**Aufgabe 1:** Übersetze diesen Satz aus dem Lesetext ins Englische: „Er war homosexuell, und das war in Berlin gerüchteweise bereits durchgesickert.“
**Aufgabe 2:** Gib den Abschnitt des Lesetexts zwischen „Noch im selben“ und „wie Gründgens selbst.“, beides eingeschlossen, erneut wieder und ersetze dabei „Alibi-Frau“ durch „Scheinehefrau“.
**Aufgabe 3:** Nenne bitte alle Personen, die im Lesetext mit Namen genannt werden.

Die Ära Gründgens - ein Staatsschauspieler wird Schlossherr
Dr. Goldschmidt starb 1934, ein Jahr nach der Machtergreifung der Nazis. Erbe war sein Sohn Rudolf, doch Schloss Zeesen betreffend, gab es schon einen prominenten Kaufinteressenten: Gustaf Gründgens, Schauspieler der Spitzenklasse und seit Kurzem Intendant des Preußischen Staatstheaters am Gendarmenmarkt, suchte gerade nach einem Sommersitz und warf ein begehrliches Auge auf das frei gewordene Schlösschen. Mit Hilfe eines dubiosen Unterhändlers, der in SA-Uniform auftrat, wurde der jüdische Besitzer so eingeschüchtert, dass er Gründgens zum Schnäppchenpreis Haus und Grundstück überließ. Man munkelte sogar, dass Hermann Göring persönlich, ein großer Verehrer und Gönner von Gründgens, bei dem Geschäft ein wenig nachgeholfen hätte. Schließlich ging es auch darum, jüdisches Eigentum einem arischen Besitzer zuzuführen.
Noch im selben Jahr gesellte sich zum Besitzer eine Besitzerin. Gründgens brauchte nämlich eine Frau, und zwar so dringend wie kaum je ein Mann. Er war homosexuell, und das war in Berlin gerüchteweise bereits durchgesickert. Was, wenn die Gerüchte die Machthaber erreichten, wenn man ihn von ganz oben fallen ließ? Entlassung, Ächtung, KZ womöglich? Eine Alibi-Frau musste her, aber wer? Jugendfreundin Pamela Wedekind wies Gründgens’ Heiratsantrag zwar ab, hatte aber eine glänzende Idee: Sie schlug ihm Marianne Hoppe vor, deren Stern als Theater- und Filmschauspielerin damals gerade glänzend aufging. Auch sie hatte homosexuelle Neigungen und folglich ebenso gewichtige Gründe, sich „normal“ zu verheiraten, wie Gründgens selbst.

**Bereitgestellte Daten:**

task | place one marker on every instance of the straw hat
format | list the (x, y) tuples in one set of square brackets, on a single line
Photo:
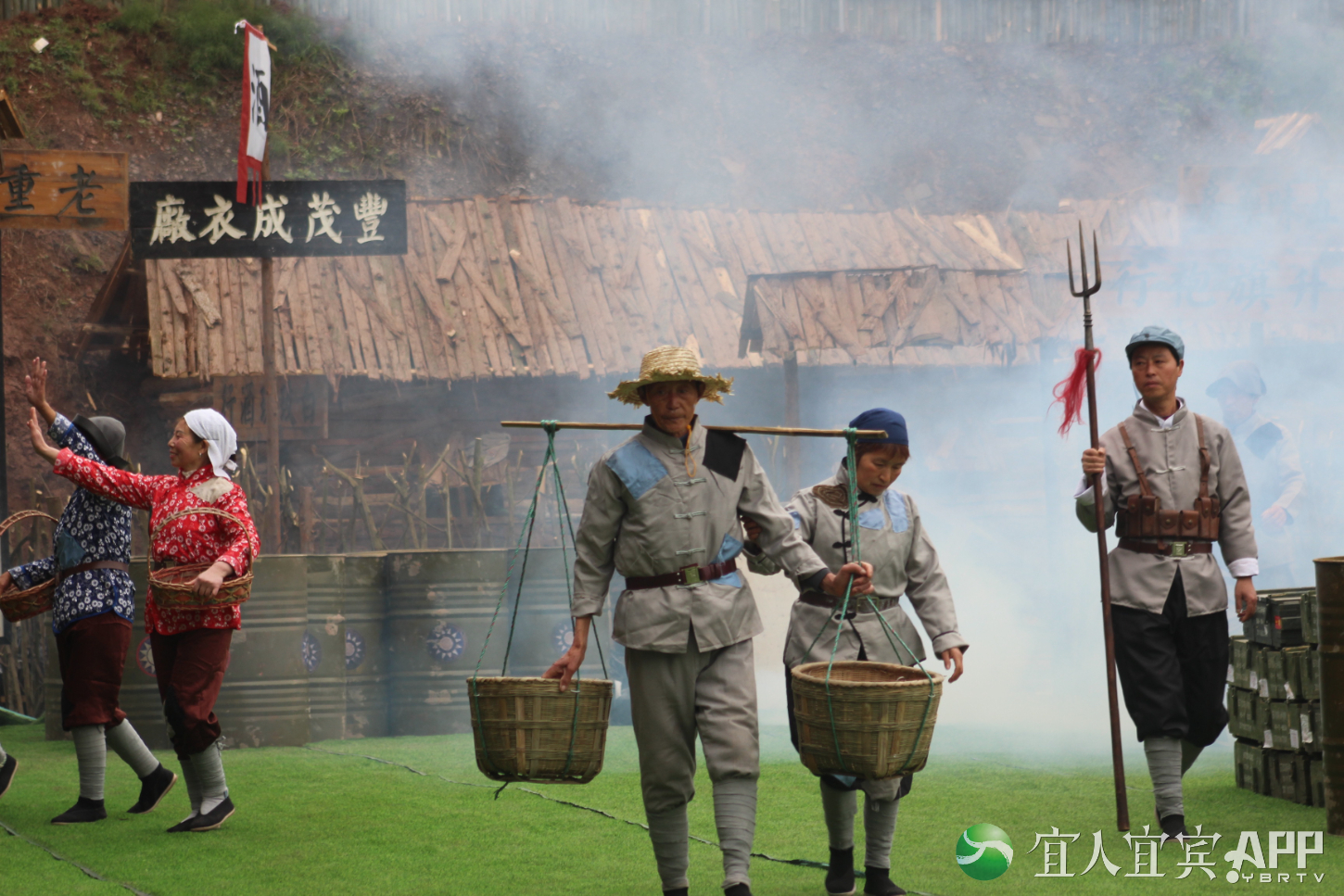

**Vollständige Antwort 1:** He was homosexual, and rumors of this had already leaked out in Berlin.

**Vollständige Antwort 2:**
Noch im selben Jahr gesellte sich zum Besitzer eine Besitzerin. Gründgens brauchte nämlich eine Frau, und zwar so dringend wie kaum je ein Mann. Er war homosexuell, und das war in Berlin gerüchteweise bereits durchgesickert. Was, wenn die Gerüchte die Machthaber erreichten, wenn man ihn von ganz oben fallen ließ? Entlassung, Ächtung, KZ womöglich? Eine Scheinehefrau musste her, aber wer? Jugendfreundin Pamela Wedekind wies Gründgens’ Heiratsantrag zwar ab, hatte aber eine glänzende Idee: Sie schlug ihm Marianne Hoppe vor, deren Stern als Theater- und Filmschauspielerin damals gerade glänzend aufging. Auch sie hatte homosexuelle Neigungen und folglich ebenso gewichtige Gründe, sich „normal“ zu verheiraten, wie Gründgens selbst.

**Vollständige Antwort 3:**
- Dr. Goldschmidt
- Rudolf
- Gustaf Gründgens
- Hermann Göring
- Pamela Wedekind
- Marianne Hoppe